Object pointing dataset rows

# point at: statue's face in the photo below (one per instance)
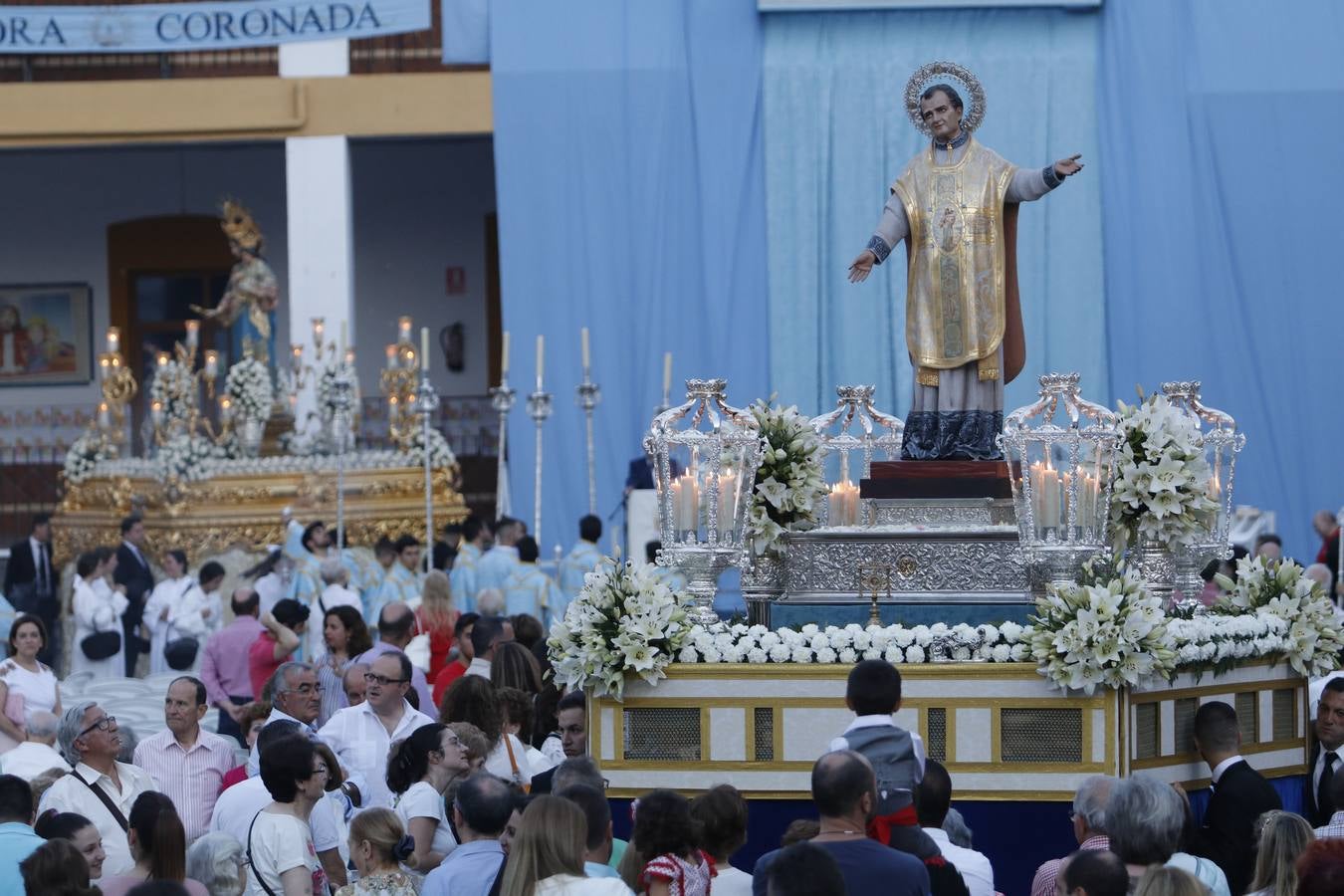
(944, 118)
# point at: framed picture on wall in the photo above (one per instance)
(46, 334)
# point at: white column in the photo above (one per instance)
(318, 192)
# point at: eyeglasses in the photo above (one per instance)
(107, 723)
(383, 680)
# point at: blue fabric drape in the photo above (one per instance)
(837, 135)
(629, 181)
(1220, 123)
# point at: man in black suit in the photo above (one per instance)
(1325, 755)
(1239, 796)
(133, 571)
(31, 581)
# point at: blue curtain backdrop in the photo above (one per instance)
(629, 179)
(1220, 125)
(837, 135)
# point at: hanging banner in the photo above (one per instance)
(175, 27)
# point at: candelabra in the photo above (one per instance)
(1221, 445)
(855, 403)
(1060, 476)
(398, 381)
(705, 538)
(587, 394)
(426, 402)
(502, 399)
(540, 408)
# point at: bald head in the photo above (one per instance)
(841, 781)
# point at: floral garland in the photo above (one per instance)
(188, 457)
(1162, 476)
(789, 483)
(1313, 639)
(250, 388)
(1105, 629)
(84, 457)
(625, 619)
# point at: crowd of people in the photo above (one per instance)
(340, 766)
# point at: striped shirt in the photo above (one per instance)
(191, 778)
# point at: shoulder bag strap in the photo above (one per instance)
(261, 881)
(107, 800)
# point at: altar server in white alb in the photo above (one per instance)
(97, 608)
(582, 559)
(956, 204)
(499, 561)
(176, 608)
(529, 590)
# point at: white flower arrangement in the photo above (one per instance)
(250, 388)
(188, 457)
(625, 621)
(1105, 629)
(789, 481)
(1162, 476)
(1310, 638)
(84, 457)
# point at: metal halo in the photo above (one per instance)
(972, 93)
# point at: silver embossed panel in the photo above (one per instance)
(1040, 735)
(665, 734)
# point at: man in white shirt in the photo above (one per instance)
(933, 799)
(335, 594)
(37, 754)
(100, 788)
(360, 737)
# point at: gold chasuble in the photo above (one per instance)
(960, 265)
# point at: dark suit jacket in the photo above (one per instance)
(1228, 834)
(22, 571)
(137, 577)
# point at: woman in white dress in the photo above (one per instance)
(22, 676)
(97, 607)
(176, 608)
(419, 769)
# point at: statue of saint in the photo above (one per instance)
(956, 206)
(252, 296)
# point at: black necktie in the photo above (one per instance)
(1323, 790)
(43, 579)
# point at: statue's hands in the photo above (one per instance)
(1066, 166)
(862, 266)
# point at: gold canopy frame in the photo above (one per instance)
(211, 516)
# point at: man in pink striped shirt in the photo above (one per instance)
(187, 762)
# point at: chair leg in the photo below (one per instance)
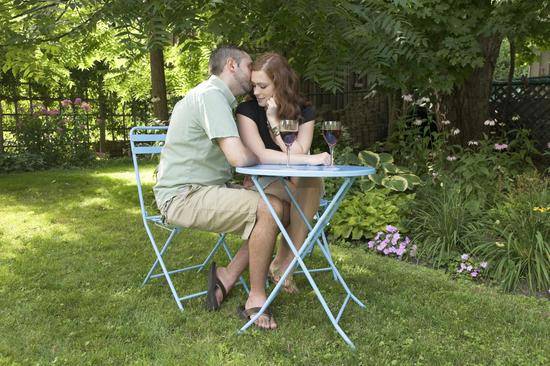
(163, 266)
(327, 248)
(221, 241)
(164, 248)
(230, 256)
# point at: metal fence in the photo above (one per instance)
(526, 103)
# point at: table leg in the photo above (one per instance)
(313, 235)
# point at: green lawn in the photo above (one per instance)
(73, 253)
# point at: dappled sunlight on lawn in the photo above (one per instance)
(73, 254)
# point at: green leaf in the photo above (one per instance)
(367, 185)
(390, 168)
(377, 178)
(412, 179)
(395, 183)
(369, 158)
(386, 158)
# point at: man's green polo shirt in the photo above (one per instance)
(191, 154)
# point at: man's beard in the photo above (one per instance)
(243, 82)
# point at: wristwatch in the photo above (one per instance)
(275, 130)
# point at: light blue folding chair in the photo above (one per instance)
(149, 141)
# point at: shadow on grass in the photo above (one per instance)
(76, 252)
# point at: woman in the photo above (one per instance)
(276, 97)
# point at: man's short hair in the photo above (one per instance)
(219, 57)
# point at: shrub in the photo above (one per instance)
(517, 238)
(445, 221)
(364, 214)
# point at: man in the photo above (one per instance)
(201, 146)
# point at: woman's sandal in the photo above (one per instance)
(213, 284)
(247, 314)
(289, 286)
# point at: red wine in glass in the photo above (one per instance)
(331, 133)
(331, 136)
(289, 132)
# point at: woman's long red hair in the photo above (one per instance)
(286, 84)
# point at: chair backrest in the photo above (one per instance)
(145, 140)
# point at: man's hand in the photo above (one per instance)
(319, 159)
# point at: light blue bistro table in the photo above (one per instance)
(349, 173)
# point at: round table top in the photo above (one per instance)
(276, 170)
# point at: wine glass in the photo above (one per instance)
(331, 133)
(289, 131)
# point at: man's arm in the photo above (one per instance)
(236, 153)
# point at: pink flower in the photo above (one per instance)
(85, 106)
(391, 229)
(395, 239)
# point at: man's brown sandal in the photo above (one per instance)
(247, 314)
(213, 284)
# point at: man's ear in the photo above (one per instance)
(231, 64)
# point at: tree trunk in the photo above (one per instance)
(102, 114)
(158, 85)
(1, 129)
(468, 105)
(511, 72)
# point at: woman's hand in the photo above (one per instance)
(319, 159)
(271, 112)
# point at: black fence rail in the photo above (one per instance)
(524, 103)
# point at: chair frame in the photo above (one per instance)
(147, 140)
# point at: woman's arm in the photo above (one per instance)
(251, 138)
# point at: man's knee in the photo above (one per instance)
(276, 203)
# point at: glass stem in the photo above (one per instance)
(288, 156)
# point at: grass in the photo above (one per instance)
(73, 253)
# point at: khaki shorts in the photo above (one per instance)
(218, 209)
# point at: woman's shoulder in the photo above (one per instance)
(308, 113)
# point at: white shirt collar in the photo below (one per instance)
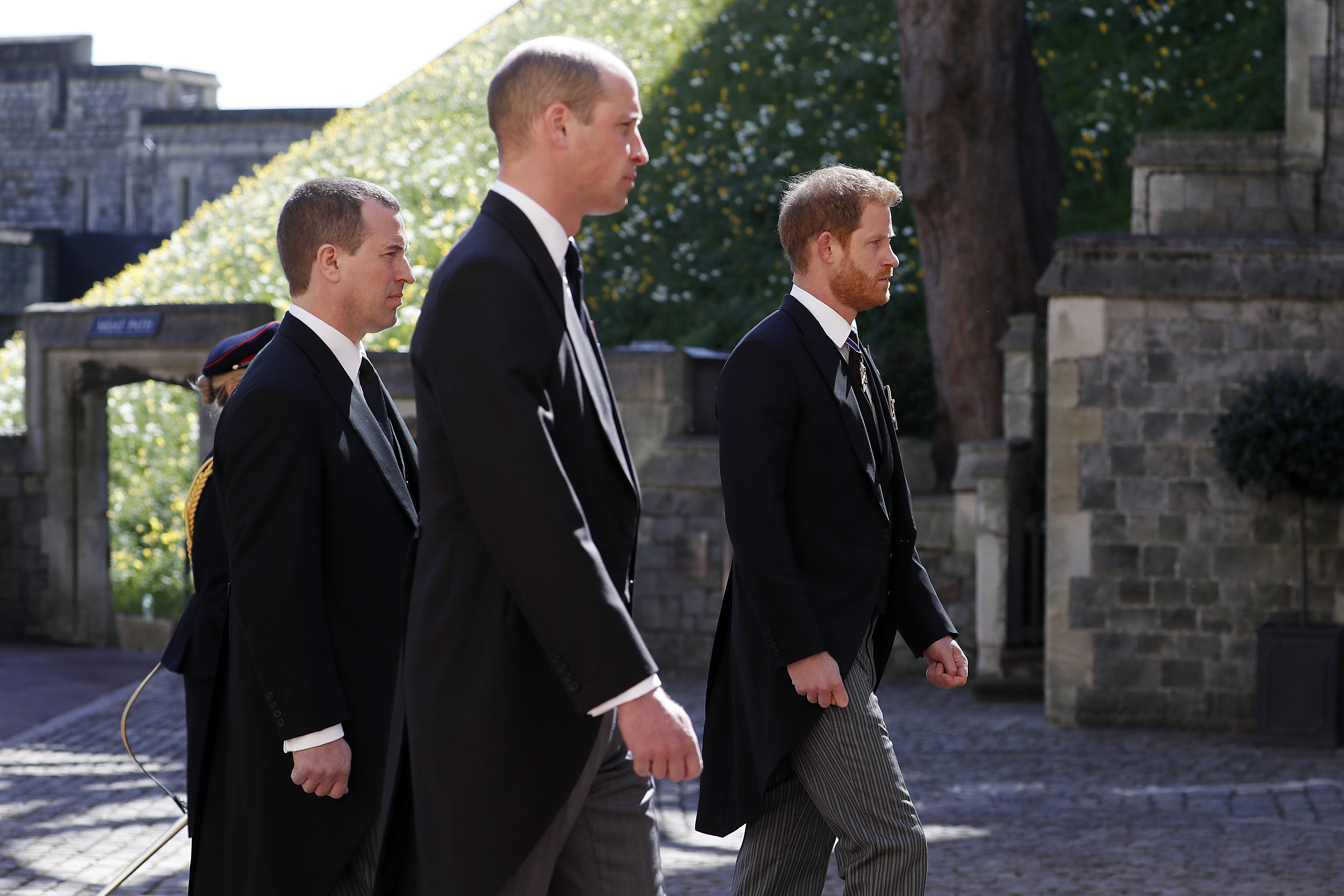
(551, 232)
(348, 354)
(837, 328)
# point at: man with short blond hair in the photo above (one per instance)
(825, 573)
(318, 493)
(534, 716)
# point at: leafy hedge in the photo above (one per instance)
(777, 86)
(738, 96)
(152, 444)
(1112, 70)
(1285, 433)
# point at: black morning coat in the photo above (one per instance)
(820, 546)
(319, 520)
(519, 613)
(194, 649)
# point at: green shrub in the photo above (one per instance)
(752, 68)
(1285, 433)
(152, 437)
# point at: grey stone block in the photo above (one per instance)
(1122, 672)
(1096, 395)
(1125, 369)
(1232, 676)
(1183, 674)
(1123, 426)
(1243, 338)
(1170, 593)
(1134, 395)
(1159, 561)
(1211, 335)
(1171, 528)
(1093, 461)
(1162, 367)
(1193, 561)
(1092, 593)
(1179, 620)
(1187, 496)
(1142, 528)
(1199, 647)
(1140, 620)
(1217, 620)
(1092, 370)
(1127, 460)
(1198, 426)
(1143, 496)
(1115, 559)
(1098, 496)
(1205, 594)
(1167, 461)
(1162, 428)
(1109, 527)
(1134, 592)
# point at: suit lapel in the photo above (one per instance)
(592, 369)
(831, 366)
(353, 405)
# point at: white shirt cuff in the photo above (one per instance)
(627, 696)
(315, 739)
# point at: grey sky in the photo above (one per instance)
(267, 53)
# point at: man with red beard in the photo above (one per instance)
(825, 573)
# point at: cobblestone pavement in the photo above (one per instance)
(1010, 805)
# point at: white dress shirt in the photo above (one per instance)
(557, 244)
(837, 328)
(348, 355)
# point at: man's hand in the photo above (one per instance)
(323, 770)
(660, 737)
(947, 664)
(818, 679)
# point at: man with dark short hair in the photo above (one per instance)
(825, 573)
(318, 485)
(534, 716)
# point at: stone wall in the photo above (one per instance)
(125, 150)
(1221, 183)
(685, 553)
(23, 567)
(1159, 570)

— Exercise description —
Each line of the material must be retyped exactly, except that images are omitted.

— Solution for this problem —
# point at: statue's face in the photo below (one per instance)
(944, 118)
# point at: framed picture on wall in the photo above (one per instance)
(46, 334)
# point at: white column in the photo above (one per instance)
(318, 192)
# point at: eyeglasses in the photo above (one per instance)
(107, 723)
(383, 680)
# point at: blue fabric drape in the photo above (one per instance)
(837, 135)
(629, 181)
(1220, 123)
# point at: man in black suit in the photo above (one per instance)
(1325, 755)
(1239, 796)
(133, 571)
(31, 581)
# point at: blue curtain backdrop in the photo above (one per instance)
(629, 179)
(1220, 125)
(837, 135)
# point at: hanging banner in the photo above (one per instance)
(175, 27)
# point at: candelabra in the photo above (one per instance)
(1221, 445)
(855, 403)
(1060, 476)
(398, 381)
(705, 538)
(587, 394)
(426, 402)
(502, 399)
(540, 408)
# point at: bald head in the photo above (one per instance)
(841, 781)
# point at: floral garland in the photo above (one per instance)
(188, 457)
(1162, 476)
(789, 483)
(1313, 639)
(250, 388)
(1105, 629)
(84, 457)
(625, 619)
# point at: crowd of people in the photo above (one per instance)
(340, 766)
# point at: striped shirt in the photo above (one per instance)
(191, 778)
# point at: shoulder bag strap in the photo above (one per instance)
(261, 881)
(107, 800)
# point at: altar server in white alb in the photo above (one per instance)
(97, 608)
(582, 559)
(956, 204)
(499, 561)
(176, 608)
(529, 590)
# point at: white flower arrangement in the photo above (one per instance)
(250, 388)
(188, 457)
(625, 621)
(1105, 629)
(789, 481)
(1162, 476)
(1310, 638)
(84, 457)
# point at: metal halo in the photo above (one per instance)
(972, 93)
# point at: silver embossed panel in the photo above (one per instance)
(1040, 735)
(665, 734)
# point at: man in white shirt in the photo above (one per instance)
(933, 799)
(335, 594)
(37, 754)
(100, 788)
(360, 737)
# point at: gold chasuble in the photo above (one per instance)
(960, 265)
# point at: dark suit jacket in the photo above (one per instance)
(1228, 834)
(22, 571)
(137, 577)
# point at: woman in white dress in the photo above (one per instance)
(22, 676)
(97, 607)
(176, 608)
(419, 769)
# point at: statue of saint in the photo above (one per instance)
(956, 206)
(252, 296)
# point at: black necktie in the photo above (one per instance)
(1323, 790)
(43, 579)
# point at: statue's hands in the photo above (one per instance)
(1066, 166)
(862, 266)
# point at: gold canopy frame in the photo above (one per instance)
(211, 516)
# point at: man in pink striped shirt in the photo above (one per instance)
(187, 762)
# point at: chair leg in the photo below (one per instance)
(163, 266)
(327, 248)
(221, 241)
(164, 248)
(230, 256)
# point at: metal fence in the photo above (one per instance)
(526, 103)
# point at: table leg in the photo above (one per instance)
(313, 235)
# point at: green lawn in the photo above (one per instance)
(73, 253)
# point at: dappled sunlight on lawn in the photo above (one per instance)
(73, 254)
# point at: green leaf in the photo above (one per instance)
(367, 185)
(390, 168)
(377, 178)
(412, 179)
(395, 183)
(369, 158)
(386, 158)
# point at: man's green polo shirt in the photo above (one per instance)
(191, 154)
# point at: man's beard in the photo above (one per instance)
(243, 82)
# point at: wristwatch in the photo above (one per instance)
(275, 130)
# point at: light blue folding chair in the photo above (one per instance)
(149, 141)
# point at: shadow on grass in the photo above (one per instance)
(76, 252)
# point at: woman in the photo above (one per instance)
(276, 97)
# point at: man's short hair in the photo above (one per instance)
(219, 57)
# point at: shrub in the photo above (one per instance)
(517, 238)
(445, 221)
(364, 214)
# point at: man in the photo above (one per instance)
(201, 146)
# point at: woman's sandal in the photo above (one per instance)
(213, 284)
(247, 314)
(289, 286)
# point at: red wine in glass in the photo above (one per instance)
(331, 133)
(331, 136)
(289, 132)
# point at: woman's long red hair in the photo above (one per instance)
(286, 84)
# point at: chair backrest in the photo above (one per instance)
(145, 140)
# point at: man's hand in the photo above (one per instance)
(319, 159)
# point at: light blue bistro table in the photo above (one per instance)
(349, 173)
# point at: round table top in the photo above (one per instance)
(276, 170)
# point at: wine glass in the photo above (one per instance)
(331, 133)
(289, 131)
# point at: man's arm in the photo above (one per instance)
(236, 153)
# point at: pink flower in the photo above (one per instance)
(85, 106)
(391, 229)
(395, 239)
# point at: man's brown sandal in the photo above (one per instance)
(247, 314)
(213, 284)
# point at: man's ear in the photo above (one per instance)
(231, 64)
# point at: tree trunk in the photo above (one per instance)
(102, 114)
(158, 85)
(1, 129)
(468, 105)
(511, 72)
# point at: woman's hand in the photo above (one per instance)
(319, 159)
(271, 112)
# point at: black fence rail in the photo above (one per instance)
(524, 103)
# point at: chair frame in the photo above (one per instance)
(147, 140)
# point at: woman's arm in the photo above (one per instance)
(251, 138)
# point at: man's knee in the photo above (one per instance)
(276, 203)
# point at: glass stem in the photo above (one per instance)
(288, 156)
# point at: grass in the photo above (one per instance)
(73, 253)
# point at: khaki shorts in the photo above (one per instance)
(218, 209)
# point at: woman's shoulder in the photo above (one per instance)
(308, 113)
# point at: white shirt collar in the photo below (one per instance)
(551, 232)
(348, 354)
(837, 328)
# point at: man with short blond hair in the photo above (one per instance)
(825, 573)
(318, 493)
(534, 716)
# point at: leafy hedge in the photo above (one per instance)
(777, 86)
(738, 96)
(152, 444)
(1112, 70)
(1285, 433)
# point at: black morning coat in the photo above (one per instance)
(820, 546)
(319, 520)
(519, 613)
(194, 649)
# point at: green shrub in the photo above (one per instance)
(752, 68)
(1285, 433)
(152, 437)
# point at: grey stone block in the photo above (one per instance)
(1122, 672)
(1096, 395)
(1125, 369)
(1232, 676)
(1183, 674)
(1123, 426)
(1243, 338)
(1170, 593)
(1134, 395)
(1159, 561)
(1211, 335)
(1171, 528)
(1093, 461)
(1162, 367)
(1193, 561)
(1092, 593)
(1179, 620)
(1187, 496)
(1142, 528)
(1199, 647)
(1140, 620)
(1217, 620)
(1092, 370)
(1127, 460)
(1198, 426)
(1143, 496)
(1115, 559)
(1098, 496)
(1205, 594)
(1167, 461)
(1162, 428)
(1109, 527)
(1134, 592)
# point at: suit lapel in the photo above (one per instance)
(592, 369)
(831, 366)
(353, 405)
# point at: white shirt cuff in the photo above (one per instance)
(627, 696)
(315, 739)
# point at: grey sky in the photo above (one per instance)
(267, 53)
# point at: man with red beard in the photo above (one per instance)
(825, 573)
# point at: cobblestone pavement in the photo above (one per instance)
(1010, 805)
# point at: white dress shirt in the photo above (one per instance)
(557, 244)
(837, 328)
(348, 355)
# point at: man's hand in the photo above (one per instance)
(323, 770)
(660, 737)
(947, 664)
(818, 679)
# point at: man with dark short hair in the photo above (one per instance)
(825, 573)
(318, 485)
(534, 716)
# point at: stone wall in the photo above (one per instance)
(125, 150)
(1221, 183)
(685, 553)
(23, 567)
(1159, 570)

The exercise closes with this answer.